Provided data —
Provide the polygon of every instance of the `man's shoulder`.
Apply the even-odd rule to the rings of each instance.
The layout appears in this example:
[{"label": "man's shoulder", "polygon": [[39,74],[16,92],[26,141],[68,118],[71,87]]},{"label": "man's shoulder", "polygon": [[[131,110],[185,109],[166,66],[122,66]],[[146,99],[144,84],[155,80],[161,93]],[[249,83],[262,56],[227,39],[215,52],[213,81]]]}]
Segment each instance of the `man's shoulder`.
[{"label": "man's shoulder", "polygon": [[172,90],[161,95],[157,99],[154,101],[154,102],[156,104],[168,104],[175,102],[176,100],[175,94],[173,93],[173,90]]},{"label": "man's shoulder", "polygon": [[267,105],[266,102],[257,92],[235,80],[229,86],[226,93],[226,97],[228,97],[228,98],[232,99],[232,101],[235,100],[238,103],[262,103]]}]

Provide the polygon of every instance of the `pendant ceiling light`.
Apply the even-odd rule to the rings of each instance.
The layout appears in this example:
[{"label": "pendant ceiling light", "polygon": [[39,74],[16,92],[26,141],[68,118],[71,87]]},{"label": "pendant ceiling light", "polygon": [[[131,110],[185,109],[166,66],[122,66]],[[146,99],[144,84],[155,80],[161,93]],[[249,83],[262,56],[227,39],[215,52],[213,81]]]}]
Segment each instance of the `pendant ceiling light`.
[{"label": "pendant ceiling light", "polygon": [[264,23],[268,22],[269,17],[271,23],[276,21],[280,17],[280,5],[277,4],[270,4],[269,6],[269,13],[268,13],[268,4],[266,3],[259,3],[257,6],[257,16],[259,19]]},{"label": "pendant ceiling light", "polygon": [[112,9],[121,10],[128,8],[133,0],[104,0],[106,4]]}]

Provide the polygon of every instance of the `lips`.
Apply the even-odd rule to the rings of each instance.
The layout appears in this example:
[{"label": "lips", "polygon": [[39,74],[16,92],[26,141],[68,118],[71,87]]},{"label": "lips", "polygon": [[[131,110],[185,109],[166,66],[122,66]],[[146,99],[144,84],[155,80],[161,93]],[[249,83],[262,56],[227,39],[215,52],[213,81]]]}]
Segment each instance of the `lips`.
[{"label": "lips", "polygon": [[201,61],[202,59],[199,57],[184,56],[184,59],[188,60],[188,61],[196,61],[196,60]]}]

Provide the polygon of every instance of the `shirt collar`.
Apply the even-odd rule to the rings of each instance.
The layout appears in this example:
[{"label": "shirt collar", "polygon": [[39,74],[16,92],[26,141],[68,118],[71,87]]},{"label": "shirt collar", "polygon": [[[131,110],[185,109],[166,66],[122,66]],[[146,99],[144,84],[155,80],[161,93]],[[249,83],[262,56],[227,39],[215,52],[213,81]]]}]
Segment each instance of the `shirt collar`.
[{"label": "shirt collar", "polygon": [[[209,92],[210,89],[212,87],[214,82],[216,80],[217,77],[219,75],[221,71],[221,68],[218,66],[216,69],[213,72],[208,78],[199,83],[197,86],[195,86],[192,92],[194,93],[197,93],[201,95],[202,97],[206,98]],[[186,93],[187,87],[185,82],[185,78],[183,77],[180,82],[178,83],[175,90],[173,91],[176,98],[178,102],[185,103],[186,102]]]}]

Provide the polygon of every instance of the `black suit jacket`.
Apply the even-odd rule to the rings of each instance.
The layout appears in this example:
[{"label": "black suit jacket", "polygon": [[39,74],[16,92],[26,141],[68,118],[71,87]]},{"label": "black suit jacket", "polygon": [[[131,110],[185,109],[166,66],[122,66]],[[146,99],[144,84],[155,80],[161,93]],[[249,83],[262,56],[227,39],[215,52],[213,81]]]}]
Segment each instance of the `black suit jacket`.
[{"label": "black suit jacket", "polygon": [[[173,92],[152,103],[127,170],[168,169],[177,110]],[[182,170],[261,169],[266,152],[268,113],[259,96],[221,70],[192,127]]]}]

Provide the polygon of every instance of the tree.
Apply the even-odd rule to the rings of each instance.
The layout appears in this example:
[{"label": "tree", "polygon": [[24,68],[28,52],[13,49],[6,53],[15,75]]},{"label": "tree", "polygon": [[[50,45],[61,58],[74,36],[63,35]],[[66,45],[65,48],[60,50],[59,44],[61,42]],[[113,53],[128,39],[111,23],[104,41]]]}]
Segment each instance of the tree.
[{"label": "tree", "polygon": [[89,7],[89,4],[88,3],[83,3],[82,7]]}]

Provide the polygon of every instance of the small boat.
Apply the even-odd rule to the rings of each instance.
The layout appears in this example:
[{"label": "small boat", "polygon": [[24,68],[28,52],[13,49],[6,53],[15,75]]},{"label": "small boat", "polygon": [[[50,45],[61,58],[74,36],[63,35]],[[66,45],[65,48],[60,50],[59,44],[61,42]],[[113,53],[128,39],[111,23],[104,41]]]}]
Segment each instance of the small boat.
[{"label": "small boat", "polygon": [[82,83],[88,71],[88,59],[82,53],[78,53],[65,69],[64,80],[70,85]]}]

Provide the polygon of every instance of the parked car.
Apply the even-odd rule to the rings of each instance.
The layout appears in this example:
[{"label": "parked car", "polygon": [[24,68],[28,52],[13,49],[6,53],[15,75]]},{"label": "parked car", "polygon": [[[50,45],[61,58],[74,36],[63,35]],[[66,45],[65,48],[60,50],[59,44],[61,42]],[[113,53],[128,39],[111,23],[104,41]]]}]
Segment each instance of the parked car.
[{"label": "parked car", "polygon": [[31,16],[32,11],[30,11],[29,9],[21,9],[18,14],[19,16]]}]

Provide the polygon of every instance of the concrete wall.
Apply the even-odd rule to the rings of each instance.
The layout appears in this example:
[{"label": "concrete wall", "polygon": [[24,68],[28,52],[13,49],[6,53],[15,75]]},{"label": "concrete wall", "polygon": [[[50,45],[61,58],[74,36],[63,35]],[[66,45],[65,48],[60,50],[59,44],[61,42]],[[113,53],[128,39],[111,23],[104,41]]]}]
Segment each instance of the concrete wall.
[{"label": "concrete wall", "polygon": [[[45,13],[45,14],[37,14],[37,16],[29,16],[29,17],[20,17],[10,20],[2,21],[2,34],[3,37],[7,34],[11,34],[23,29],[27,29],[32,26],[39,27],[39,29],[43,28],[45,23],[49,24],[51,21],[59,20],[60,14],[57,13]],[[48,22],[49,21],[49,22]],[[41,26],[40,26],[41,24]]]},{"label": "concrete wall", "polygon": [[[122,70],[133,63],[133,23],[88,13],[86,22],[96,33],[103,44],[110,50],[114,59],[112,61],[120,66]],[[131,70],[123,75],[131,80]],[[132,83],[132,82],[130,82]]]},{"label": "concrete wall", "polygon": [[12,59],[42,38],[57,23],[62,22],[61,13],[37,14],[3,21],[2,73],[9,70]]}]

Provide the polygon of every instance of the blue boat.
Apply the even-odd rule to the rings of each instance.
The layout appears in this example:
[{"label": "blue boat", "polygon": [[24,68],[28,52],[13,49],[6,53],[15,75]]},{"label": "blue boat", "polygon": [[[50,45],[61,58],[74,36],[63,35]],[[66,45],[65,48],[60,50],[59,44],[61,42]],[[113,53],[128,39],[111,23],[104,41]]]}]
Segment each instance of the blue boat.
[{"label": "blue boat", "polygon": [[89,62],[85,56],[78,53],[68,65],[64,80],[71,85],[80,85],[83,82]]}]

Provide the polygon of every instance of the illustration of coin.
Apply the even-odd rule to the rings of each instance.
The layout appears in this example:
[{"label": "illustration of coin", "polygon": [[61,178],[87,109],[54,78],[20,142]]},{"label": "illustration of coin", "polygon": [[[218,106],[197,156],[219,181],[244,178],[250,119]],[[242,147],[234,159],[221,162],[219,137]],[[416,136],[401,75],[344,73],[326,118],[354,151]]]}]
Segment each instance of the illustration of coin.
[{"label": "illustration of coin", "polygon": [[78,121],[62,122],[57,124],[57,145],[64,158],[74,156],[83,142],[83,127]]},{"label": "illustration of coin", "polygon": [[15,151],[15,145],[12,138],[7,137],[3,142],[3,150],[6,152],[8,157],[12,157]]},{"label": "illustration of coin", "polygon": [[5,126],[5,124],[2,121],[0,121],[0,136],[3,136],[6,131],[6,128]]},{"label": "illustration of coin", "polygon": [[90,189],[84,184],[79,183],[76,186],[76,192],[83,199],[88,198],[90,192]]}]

Problem description — State how many lines of the listing above contain the string "parked", with case counting, and give only the number.

Solved problem — 4